> [Input material]:
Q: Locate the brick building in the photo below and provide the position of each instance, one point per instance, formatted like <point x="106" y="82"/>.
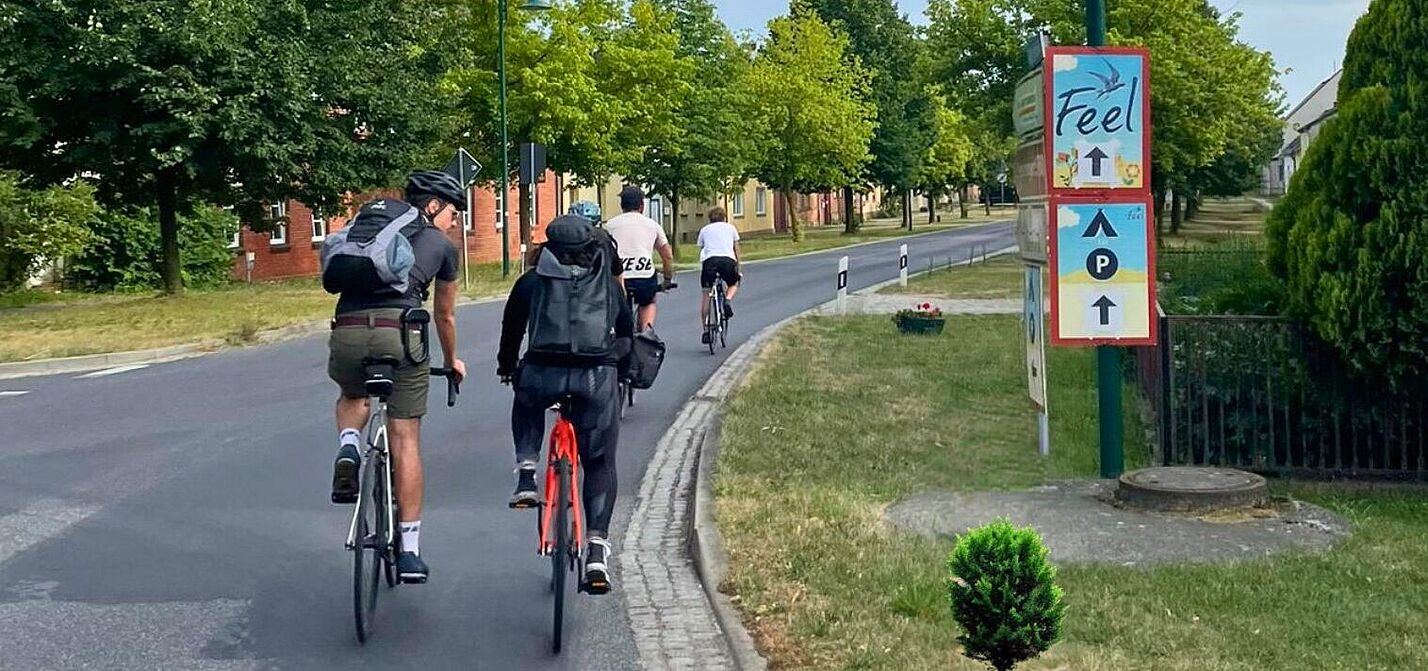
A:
<point x="292" y="250"/>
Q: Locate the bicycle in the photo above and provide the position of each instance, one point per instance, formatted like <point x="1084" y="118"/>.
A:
<point x="561" y="517"/>
<point x="626" y="389"/>
<point x="373" y="536"/>
<point x="716" y="324"/>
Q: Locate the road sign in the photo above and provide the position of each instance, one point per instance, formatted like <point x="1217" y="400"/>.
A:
<point x="1103" y="273"/>
<point x="1097" y="119"/>
<point x="1027" y="109"/>
<point x="464" y="167"/>
<point x="1036" y="326"/>
<point x="1031" y="231"/>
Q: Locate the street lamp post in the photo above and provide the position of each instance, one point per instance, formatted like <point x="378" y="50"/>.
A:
<point x="506" y="143"/>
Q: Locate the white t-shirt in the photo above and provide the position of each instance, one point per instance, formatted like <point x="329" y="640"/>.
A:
<point x="717" y="240"/>
<point x="637" y="236"/>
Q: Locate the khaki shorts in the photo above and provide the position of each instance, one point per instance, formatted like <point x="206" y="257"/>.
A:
<point x="349" y="346"/>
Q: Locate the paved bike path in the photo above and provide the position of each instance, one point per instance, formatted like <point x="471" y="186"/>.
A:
<point x="176" y="517"/>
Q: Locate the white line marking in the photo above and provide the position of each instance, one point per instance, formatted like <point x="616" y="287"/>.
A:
<point x="112" y="371"/>
<point x="37" y="523"/>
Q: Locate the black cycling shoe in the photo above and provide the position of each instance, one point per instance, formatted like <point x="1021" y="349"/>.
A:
<point x="344" y="474"/>
<point x="597" y="567"/>
<point x="526" y="493"/>
<point x="411" y="570"/>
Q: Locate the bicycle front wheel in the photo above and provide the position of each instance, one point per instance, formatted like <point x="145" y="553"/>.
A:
<point x="367" y="554"/>
<point x="560" y="556"/>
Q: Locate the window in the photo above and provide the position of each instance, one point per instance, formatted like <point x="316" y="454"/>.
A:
<point x="319" y="227"/>
<point x="277" y="212"/>
<point x="237" y="230"/>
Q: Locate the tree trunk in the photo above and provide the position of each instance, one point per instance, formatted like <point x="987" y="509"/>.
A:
<point x="794" y="227"/>
<point x="1175" y="216"/>
<point x="170" y="267"/>
<point x="674" y="222"/>
<point x="1160" y="212"/>
<point x="527" y="220"/>
<point x="850" y="223"/>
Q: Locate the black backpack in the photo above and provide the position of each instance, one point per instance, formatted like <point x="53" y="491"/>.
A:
<point x="574" y="307"/>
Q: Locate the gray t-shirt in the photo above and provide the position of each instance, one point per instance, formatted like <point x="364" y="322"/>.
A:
<point x="436" y="260"/>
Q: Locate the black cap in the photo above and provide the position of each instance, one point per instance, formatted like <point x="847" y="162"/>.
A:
<point x="570" y="231"/>
<point x="631" y="197"/>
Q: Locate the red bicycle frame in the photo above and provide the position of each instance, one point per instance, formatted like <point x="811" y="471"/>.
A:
<point x="561" y="447"/>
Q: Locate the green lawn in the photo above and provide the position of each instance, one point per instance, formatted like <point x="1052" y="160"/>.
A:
<point x="1000" y="277"/>
<point x="846" y="417"/>
<point x="830" y="237"/>
<point x="37" y="324"/>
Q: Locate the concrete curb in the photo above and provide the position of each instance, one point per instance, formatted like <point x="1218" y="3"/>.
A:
<point x="62" y="366"/>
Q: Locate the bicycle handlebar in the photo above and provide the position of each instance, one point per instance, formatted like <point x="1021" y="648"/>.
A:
<point x="453" y="387"/>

> [Problem description]:
Retype every line above word for word, leaving out the picture.

> [Result of the exercise]:
Q: Locate the brick building in the photo below and provide the position of each instance, one point per instance, formatted like <point x="106" y="82"/>.
A:
<point x="292" y="250"/>
Q: Locate the bicycle in the photo above and provide the position of each instance, one point per instance, formatted like <point x="1084" y="118"/>.
A:
<point x="561" y="517"/>
<point x="626" y="389"/>
<point x="373" y="536"/>
<point x="716" y="324"/>
Q: Locate the road sign in the photo above and provide the position of each instance, one point per instance, formatted like <point x="1217" y="400"/>.
A:
<point x="1103" y="273"/>
<point x="1097" y="119"/>
<point x="1027" y="109"/>
<point x="464" y="167"/>
<point x="1036" y="326"/>
<point x="1031" y="231"/>
Q: Locate the street lamp post in the photo above and provide the position of each instance, one point per instance, formatted like <point x="378" y="50"/>.
A:
<point x="506" y="143"/>
Q: Locate the white t-shirt in the photo above and provide the position of each instance, one point per instance, formatted like <point x="329" y="640"/>.
A:
<point x="717" y="240"/>
<point x="637" y="236"/>
Q: Locate the khaki shorts in the photo above and provide the position of each instance, one point per instance, formatted like <point x="206" y="257"/>.
A:
<point x="349" y="346"/>
Q: Locate the paved bike path in the photo above and provide the position of each instance, one point per instance, formatted like <point x="471" y="186"/>.
A:
<point x="176" y="517"/>
Q: Locate the white line marking in the photo above and provide the position of each instance, one point per instance, formatted like <point x="616" y="287"/>.
A:
<point x="112" y="371"/>
<point x="37" y="523"/>
Q: Locate the black cycling shoe in the photo above and provide the position of each instance, one point per instance, formatted like <point x="1021" y="349"/>.
A:
<point x="344" y="474"/>
<point x="597" y="567"/>
<point x="526" y="493"/>
<point x="411" y="570"/>
Q: Locate the bicycle front wheel in the photo above and provide the position of each instance, one point per instance, formatted like <point x="145" y="553"/>.
A:
<point x="367" y="554"/>
<point x="560" y="556"/>
Q: Locate the window in the photo above and provide the position of each instance, one point per instance, formatted like <point x="316" y="454"/>.
A:
<point x="319" y="227"/>
<point x="277" y="212"/>
<point x="237" y="230"/>
Q: Locate the tree trunk in the photo above and provide the position of each instance, one point per instance, formatted like <point x="987" y="509"/>.
A:
<point x="794" y="227"/>
<point x="1175" y="216"/>
<point x="170" y="267"/>
<point x="674" y="222"/>
<point x="1160" y="212"/>
<point x="527" y="220"/>
<point x="850" y="223"/>
Q: Locate the black backpack in the photo above and provide the position of each instance, one point per instance, formatted like <point x="53" y="491"/>.
A:
<point x="574" y="307"/>
Q: Locate the gray t-shirt in the photo above and provide the position of each instance, one point per instance, formatted like <point x="364" y="322"/>.
A:
<point x="436" y="260"/>
Q: Locate the black cap in the photo above and provide the position of each instance, one point per instance, formatted like <point x="847" y="162"/>.
A:
<point x="570" y="231"/>
<point x="631" y="197"/>
Q: Locate the red bicycle frame in the photo above and provide the position of each instance, one point per instance, formatted like <point x="811" y="471"/>.
A:
<point x="561" y="447"/>
Q: Locate the green lawn in the photo above and provide the position of each instance, one point per instance, formatted like <point x="1052" y="160"/>.
A:
<point x="1000" y="277"/>
<point x="846" y="417"/>
<point x="830" y="237"/>
<point x="37" y="324"/>
Q: Locate the concrete curb in the photo above and provide the position of each instance, one point per instance, formatted like <point x="1218" y="3"/>.
A:
<point x="62" y="366"/>
Q: Locate the bicycle handlebar in the photo above and provide the position of each instance, one point per instance, formatted like <point x="1021" y="648"/>.
A:
<point x="453" y="387"/>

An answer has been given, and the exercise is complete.